**Problem details:**
Please pick out each line in the entries below that contains the word "image" and copy those lines.

**Record list:**
_ _ _ _ _ _ _

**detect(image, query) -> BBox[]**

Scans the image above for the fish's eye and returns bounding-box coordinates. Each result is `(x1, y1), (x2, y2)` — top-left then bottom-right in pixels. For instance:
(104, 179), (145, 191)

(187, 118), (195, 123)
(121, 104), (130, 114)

_ _ _ _ _ _ _

**Result:**
**detect(image, query) -> BBox[]**
Scans the image above for the fish's eye and returns bounding-box coordinates. Each result is `(x1, y1), (x2, y2)` — top-left then bottom-right in pixels. For instance:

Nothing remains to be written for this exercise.